# EXERCISE TASKS:
- a) In the blog post on immediate dentin sealing below, translate this sentence into Spanish: "The concept is to seal all of the freshly cut dentin as soon as you have the preparation complete."
- b) Resume the blog post on immediate dentin sealing below, picking up right after its last sentence.

# DOCUMENT EXTRACT:
Immediate Dentin Sealing

DOBL Onlay and MODBL Onlay on upper molars

My blog on removing the air inhibited layer that occurs when resin sets, created a number of questions regarding a technique called immediate dentin sealing. This technique, which is more prevalent in Europe then the US, can be incorporated as part of every indirect restorative procedure. The concept is to seal all of the freshly cut dentin as soon as you have the preparation complete. This sealing of the dentin prevents continued bacterial contamination orĀ  chemical intrusion from the temporary cement into the dentinal tubules. In addition formation of a hybrid layer and bond strengths are more effective prior to the dentin being contaminated, or the collagen matrix collapses as part of the impression process. Additionally, immediately sealing the dentin decreases the incidence of post operative sensitivity between the prep and cementation appointments. The theory behind immediate dentin sealing is to increase patient comfort by minimizing post op sensitivity, decrease the risk of post operative pulpal inflammation and death by minimizing contamination into the tubules, and increase bond strengths by creating the hybrid layer on freshly cut dentin.

Prepare the teeth as you would for any indirect restoration. If you need to place a core do so, and then refine and finish the prep. At this point you will follow the steps for your dentin adhesive, etching, priming and applying the resin. This process can be done with either total etch or self etch adhesives. Cure the dentin adhesive completely. The enamel margins need to be free of adhesive, so after curing, go back and refine and finish the margins. The entire prep will have a thin layer of uncured resin, the air inhibited layer, present. If left it can prevent the set of certain impression materials, and also cause bisacryl provisionals made directly in the mouth to bond to the adhesive layer. Remove this air inhibited layer with rubbing alcohol. Now impress and provisionalize as you normally would.

Impressions should be taken in this technique after the dentin is sealed, both so that the film thickness of the resin will not alter the fit of the restoration, and the physical effect of the impression hasn’t altered the dentin. When the patient returns for placement of the final restoration, remove the temporary and thoroughly clean the prep. This can be done with a prophy cup and pumice or a very light application of air abrasion with 50 micron aluminum oxide. Once the prep is clean follow your regular process for bonding or cementation.



  1. says

    Thanks for posting this.

    I agree that open tubules is a potential hazard at the prep stage. I’ve dabbled with using dentin primer/bond at the prep stage with a few products and ended up settling on Super Seal, which seems to work quite well. Instead of a bond, it produces a calcium oxalate precipitate to occlude the tubules. No fussing with an air-inhibited layer, though using a bonded layer is probably more of a sure thing.

    Do you use isopropyl alcohol or ethanol to remove that air-inhibited layer? The thought of using isopropyl intraorally concerns me.

    Joe :)

  2. Nikki Green says

    Question? If when seating you want to bond the restoration into place (all-ceramic, etc)…Do you then follow the same bonding steps again? I would assume you do.

# RAW DATA:
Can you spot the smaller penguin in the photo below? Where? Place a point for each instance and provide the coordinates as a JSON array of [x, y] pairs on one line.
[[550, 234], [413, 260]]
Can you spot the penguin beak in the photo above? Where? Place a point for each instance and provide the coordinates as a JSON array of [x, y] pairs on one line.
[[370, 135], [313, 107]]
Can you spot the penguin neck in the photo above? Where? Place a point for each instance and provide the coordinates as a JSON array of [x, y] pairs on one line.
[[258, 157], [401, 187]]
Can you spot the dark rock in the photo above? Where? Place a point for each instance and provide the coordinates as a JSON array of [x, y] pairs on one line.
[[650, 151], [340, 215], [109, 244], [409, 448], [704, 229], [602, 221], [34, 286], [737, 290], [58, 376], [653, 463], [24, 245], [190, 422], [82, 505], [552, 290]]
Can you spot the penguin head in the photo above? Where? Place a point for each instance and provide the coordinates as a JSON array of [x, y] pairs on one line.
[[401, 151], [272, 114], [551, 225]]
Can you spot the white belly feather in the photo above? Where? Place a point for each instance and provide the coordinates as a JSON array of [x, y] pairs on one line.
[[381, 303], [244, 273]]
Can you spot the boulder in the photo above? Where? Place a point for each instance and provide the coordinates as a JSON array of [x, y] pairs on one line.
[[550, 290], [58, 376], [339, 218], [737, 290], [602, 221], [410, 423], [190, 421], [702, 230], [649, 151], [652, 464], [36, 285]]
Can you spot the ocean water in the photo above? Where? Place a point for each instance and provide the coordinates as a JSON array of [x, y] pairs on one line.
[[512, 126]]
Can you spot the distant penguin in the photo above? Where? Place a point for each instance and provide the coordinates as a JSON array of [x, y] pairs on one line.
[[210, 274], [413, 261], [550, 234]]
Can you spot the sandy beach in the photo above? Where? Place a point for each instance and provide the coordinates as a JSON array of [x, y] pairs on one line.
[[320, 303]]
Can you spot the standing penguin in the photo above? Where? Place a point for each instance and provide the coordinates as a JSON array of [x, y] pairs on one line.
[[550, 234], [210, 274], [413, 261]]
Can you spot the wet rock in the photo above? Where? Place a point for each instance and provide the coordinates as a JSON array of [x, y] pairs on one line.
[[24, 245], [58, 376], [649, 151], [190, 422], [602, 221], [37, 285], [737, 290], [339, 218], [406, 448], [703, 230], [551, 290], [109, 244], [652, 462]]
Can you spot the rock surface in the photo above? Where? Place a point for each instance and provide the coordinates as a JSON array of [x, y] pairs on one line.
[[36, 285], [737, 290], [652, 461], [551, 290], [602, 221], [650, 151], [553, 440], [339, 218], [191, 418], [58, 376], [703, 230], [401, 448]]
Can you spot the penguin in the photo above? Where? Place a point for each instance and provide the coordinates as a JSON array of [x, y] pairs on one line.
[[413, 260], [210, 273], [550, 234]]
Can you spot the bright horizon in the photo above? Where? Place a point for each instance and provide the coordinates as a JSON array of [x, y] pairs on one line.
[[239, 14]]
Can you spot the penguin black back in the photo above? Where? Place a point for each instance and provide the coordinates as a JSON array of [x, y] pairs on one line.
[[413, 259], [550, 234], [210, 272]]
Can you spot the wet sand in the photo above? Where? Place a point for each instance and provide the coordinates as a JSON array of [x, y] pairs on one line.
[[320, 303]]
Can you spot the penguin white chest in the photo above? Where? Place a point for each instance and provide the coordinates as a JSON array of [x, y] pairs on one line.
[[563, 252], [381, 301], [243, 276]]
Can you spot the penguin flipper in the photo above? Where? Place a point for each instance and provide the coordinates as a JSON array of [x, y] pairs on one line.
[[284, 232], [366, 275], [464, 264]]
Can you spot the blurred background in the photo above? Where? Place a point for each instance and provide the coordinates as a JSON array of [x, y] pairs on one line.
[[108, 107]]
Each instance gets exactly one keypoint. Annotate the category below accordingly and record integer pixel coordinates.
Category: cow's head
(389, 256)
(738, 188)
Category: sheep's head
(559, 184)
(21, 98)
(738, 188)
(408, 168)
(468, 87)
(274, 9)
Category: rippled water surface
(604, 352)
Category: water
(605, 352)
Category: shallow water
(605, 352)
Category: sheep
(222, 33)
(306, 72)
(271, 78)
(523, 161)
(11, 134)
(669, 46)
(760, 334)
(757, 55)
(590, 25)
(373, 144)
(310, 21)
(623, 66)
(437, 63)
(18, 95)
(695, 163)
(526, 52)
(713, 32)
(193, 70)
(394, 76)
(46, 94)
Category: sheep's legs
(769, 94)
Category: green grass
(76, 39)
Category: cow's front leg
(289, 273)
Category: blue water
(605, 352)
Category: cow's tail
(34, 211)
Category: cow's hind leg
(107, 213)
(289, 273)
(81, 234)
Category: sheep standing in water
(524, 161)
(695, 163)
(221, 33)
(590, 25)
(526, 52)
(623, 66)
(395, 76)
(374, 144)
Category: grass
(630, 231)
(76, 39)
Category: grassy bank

# RESPONSES TO THE TASKS:
- a) La idea es sellar toda la dentina recién cortada en cuanto se haya completado la preparación.

- b)
    I have been using isopropyl alcohol to remove the oxygen-inhibited layer as well as powder from my CEREC preps for over a year now and have had absolutely no issue. I put the alcohol in a syringe and use a disposable (screw on) brush tip. I can control the amount of alcohol and I have the brush tip there to scrub the preparation as well.

    Thanks again, Lee, for another great tip.

  3. says

    How about first ozone treating the tooth – this sterilises the dentine AND reduces sensitivity, then paint over either your resin bonding or a re-mineralising solution to kick start the re-mineralisation process (tooth serum, then go from there. I’ve been doing this for the past 15+ years. Results are live healthy teeth, zero sensitivity and no 2ndry decay almost irrespective of OH 4-5 years later. Also you can leave softened (read leathery here) decayed dentine as once ozone treated, it will re-mineralise so you maintain the strength of the stubs.. The published research is on regards, Julian Holmes

  4. says

    You’re absolutely correct to want to not leave the sticky oxygen inhibited layer BUT, if you use a thin layer of adhesive then further thin it by removing the inhibited layer (about 40 microns) you risk not sealing the hybrid layer adequately. This has led to the resin coating technique where either an additional layer of adhesive or aflowable composite are placed and cured before taking impressions. The other approach is to tack cure your adhesive, then place glycerin and cure through the glycerin. Use vaseline or chlorhexidine to prevent your temporaries adhering. At fit stage re-activate the adhesive as described, I don’t know of any resaearch about using pumice for that – Magne originally used airabrasion or a slow coarse diamond bur.
    At the fit stage you can consider the adhesive as if it were enamel – so etch and adhesive only are required. The great benefit here is that you can then simultaneously cure your adhesive and the luting agent ensuring perfect seating. If you have a dentine margin then you need to use a dentine bonding agent but you really don’t want to cure it and risk the restoration not seating so use a dual cure such as all bond 3.